Excerpt to read ::

**********

As Trump takes on China, another trade challenge looms in Asia

US President Donald Trump participates in a panel discussion at a summit in Washington, DC, on March 22, 2018
US President Donald Trump participates in a panel discussion at a summit in Washington, DC, on March 22, 2018 PHOTO: EPA-EFE

TOKYO/SEOUL (BLOOMBERG) - China's rampant economic growth has been a boon for exporters in Japan, South Korea and Taiwan, who have supplied high-end components and machines for its factories.

The risk for them now is that China changes from customer to competitor as it ascends the value chain.

Japanese shipments to China reached a record US$130 billion (S$170 billion) in 2017, leading an export-driven economic recovery that has run for eight-straight quarters.

South Korean sales to its neighbour have jumped 70 per cent in a decade, while shipments from Taiwan climbed to an all-time high.

Yet a deeper dive into the data highlights the threat.

Take the trade in semi-conductors - and the machines to make these microchips. Sales of the components from companies such as South Korean tech giant SK Hynix have helped drive export growth into China from the rest of North Asia.

But at the same time, there has been a spike in sales to China of precision metal working machines and equipment for making chips from firms such as Japan's Yaskawa Electric.

With a Chinese state-backed fund gearing up to pour as much as US$31.5 billion into homegrown semi-conductor manufacturing, there is potential for trade flows to start to shift.

China's ambitions, set out in its sweeping Made in China 2025 plan, go much further than semi-conductors and would see its technical prowess advance in a host of areas, ranging from bio-medicine and artificial intelligence to new-energy vehicles and aircraft.

The challenge to Japan, South Korea and Taiwan also applies to European exporters like Germany, and comes on top of the risks to global trade from the Trump administration's embrace of tariffs.

**********

Record set ::

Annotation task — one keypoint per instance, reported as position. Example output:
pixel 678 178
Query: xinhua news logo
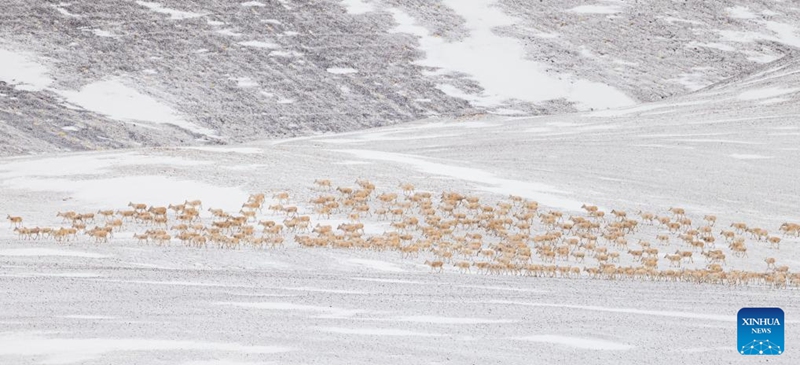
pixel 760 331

**********

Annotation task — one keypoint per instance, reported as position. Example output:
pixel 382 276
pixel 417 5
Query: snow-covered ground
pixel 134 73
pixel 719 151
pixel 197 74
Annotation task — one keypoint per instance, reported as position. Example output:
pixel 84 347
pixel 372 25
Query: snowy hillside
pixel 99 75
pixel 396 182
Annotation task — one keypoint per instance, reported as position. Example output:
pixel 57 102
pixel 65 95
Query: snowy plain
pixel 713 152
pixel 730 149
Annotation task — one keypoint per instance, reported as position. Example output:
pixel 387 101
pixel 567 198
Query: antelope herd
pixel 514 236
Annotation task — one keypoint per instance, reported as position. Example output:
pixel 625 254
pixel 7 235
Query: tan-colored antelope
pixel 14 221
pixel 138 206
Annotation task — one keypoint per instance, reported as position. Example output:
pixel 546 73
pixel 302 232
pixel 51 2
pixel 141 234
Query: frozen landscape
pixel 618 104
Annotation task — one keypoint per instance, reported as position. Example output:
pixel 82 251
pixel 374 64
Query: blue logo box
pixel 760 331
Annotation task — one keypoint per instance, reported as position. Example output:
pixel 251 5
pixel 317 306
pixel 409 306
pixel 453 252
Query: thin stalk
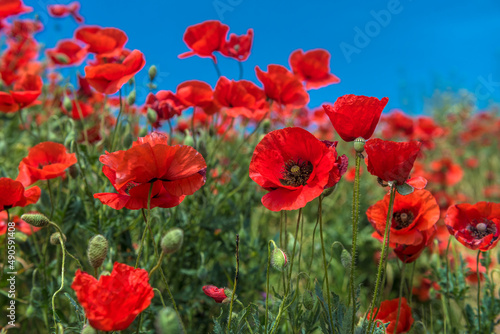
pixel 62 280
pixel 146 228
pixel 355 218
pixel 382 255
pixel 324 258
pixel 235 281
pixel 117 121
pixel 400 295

**********

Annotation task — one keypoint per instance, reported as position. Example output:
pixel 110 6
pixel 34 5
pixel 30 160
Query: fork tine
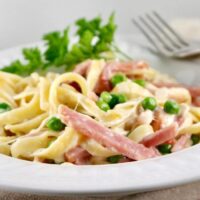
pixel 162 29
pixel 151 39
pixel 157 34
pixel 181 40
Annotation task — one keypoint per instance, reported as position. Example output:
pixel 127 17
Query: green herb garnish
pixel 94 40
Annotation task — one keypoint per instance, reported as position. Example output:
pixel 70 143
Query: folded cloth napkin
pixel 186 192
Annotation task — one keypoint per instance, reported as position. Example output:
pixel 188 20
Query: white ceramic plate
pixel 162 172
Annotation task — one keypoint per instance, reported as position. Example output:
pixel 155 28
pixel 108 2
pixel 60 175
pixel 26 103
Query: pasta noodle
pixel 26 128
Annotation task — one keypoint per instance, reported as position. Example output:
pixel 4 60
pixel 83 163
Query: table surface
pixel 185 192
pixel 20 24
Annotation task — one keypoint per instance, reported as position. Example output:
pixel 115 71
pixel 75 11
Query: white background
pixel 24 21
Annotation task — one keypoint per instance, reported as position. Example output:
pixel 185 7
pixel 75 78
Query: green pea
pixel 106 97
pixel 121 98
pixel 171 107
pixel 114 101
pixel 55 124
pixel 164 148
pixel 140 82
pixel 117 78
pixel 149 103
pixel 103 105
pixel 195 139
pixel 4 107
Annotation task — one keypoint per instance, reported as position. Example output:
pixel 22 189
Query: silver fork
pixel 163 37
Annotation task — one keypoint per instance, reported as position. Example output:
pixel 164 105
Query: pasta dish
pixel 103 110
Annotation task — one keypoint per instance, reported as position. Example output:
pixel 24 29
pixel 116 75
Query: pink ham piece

**********

Problem details :: Copy the trade article word for word, starting at "TOKYO/SEOUL (BLOOMBERG) - China's" and ending at "for its factories.".

Response ::
TOKYO/SEOUL (BLOOMBERG) - China's rampant economic growth has been a boon for exporters in Japan, South Korea and Taiwan, who have supplied high-end components and machines for its factories.